## [Task description]
Reproduce the records below line for line, without changing a character or leaving any out.

[start]

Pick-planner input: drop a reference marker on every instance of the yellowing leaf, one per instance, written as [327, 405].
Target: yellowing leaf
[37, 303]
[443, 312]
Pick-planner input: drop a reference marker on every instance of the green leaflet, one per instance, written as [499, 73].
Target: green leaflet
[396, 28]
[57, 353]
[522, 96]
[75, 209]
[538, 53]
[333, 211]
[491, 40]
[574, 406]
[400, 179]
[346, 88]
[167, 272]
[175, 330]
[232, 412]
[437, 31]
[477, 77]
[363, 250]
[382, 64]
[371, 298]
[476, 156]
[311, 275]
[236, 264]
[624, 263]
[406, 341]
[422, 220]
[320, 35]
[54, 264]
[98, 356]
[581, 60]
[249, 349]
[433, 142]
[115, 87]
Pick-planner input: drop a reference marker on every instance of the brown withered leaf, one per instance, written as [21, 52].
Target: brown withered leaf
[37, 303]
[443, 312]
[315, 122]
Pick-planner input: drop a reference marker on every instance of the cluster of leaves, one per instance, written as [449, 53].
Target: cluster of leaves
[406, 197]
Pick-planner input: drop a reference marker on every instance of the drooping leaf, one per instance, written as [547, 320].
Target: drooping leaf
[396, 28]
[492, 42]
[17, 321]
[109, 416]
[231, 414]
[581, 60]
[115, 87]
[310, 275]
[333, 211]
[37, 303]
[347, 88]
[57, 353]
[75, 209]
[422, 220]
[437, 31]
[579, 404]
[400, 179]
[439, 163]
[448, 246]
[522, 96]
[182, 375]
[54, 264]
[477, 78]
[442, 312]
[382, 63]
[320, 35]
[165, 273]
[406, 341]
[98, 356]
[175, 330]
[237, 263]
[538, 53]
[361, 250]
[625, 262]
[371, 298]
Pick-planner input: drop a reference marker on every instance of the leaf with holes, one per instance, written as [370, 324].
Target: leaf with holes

[end]

## [Solution below]
Pick-planner input: drop a reference marker on every instance of the yellowing leaf, one per instance, written as [327, 405].
Target: yellowing leaf
[37, 303]
[443, 312]
Pick-planner input: drop a reference marker on every instance of the green leaflet, one per instance, written as [499, 73].
Target: green leaflet
[396, 28]
[57, 353]
[522, 96]
[75, 209]
[538, 53]
[333, 211]
[491, 40]
[574, 406]
[400, 179]
[346, 88]
[167, 272]
[175, 330]
[232, 412]
[437, 31]
[477, 77]
[363, 250]
[382, 64]
[371, 298]
[476, 156]
[311, 275]
[236, 264]
[624, 263]
[406, 341]
[422, 220]
[320, 35]
[54, 264]
[98, 356]
[581, 60]
[249, 349]
[433, 142]
[115, 87]
Pick-planner input: drop a reference marker on every instance of the brown withered leaf, one per instance, written as [21, 52].
Target: brown withered leaf
[37, 303]
[443, 312]
[315, 122]
Pick-planner input: drop a reference marker on every instance of the cluster of leaves, one per instance, written as [449, 53].
Target: cluster of leaves
[406, 197]
Pick-planner input: drop a reference marker on every instance of the drooping leaf, one per instance, written as [547, 320].
Target: drooping leaf
[396, 28]
[492, 42]
[17, 321]
[109, 416]
[231, 414]
[581, 60]
[115, 87]
[310, 275]
[333, 211]
[37, 303]
[347, 88]
[57, 353]
[75, 209]
[422, 220]
[437, 31]
[579, 404]
[400, 179]
[439, 163]
[448, 246]
[522, 96]
[182, 375]
[54, 264]
[477, 78]
[442, 312]
[382, 63]
[320, 35]
[165, 273]
[406, 341]
[98, 356]
[175, 330]
[237, 263]
[538, 53]
[361, 250]
[625, 262]
[371, 298]
Pick-planner input: drop a reference marker on every instance of the leaf with holes, one per instance, written as [370, 324].
Target: leaf with holes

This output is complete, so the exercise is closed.